→ **Excerpt provided**:
=====
Farmers would be required to pay for the tests, though the state plans to help out the first year.
The state projects the tests would cost companies several hundred dollars annually for each person who handles pesticides. The total cost to companies covered under the proposed rules is estimated at about $1.25 million annually by 2005. Some agricultural groups contend the state's estimates are far too low.
In any case, Jim Doornink is worried.
He has a 110-acre fruit farm in Wapato, outside Yakima, where he grows apples, cherries, pears, peaches and apricots.
Doornink said he grosses about $500,000 a year but clears only around $50,000 after expenses, in a good year.
"Any time you add a cost like this, it's difficult," he said. "It costs money, not only in lost time but in the cost of the test."
Farmers like himself, Doornink said, have no way to pass on the cost because of national and global competition.
Doornink said he wouldn't use pesticides if he didn't have to. "If we didn't spray the apples for codling moth, in two years almost every apple would have a codling moth in it.
"The public has this concept, 'We can tolerate not such a pretty apple. We don't mind if there's a worm in our cherry as long as there aren't too many.' But if you put one worm in their cherry or apple and it's just the opposite. Their tolerance is zero."
Doornink says what bothers him most is the science behind the proposed rules.
=====
→ **Work order**:
Answer these questions from the pesticide-testing excerpt:
1. How large is Jim Doornink's fruit farm?
2. By 2005, what total yearly cost to companies is estimated under the proposed rules?
3. Which pest does Doornink say would get into almost every apple within two years without spraying?
=====
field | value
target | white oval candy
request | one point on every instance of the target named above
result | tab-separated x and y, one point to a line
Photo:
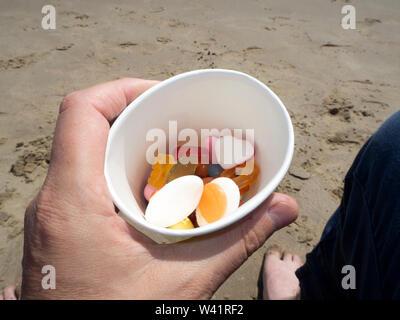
=====
→ **Exercise output**:
1. 110 acres
2. About $1.25 million
3. Codling moth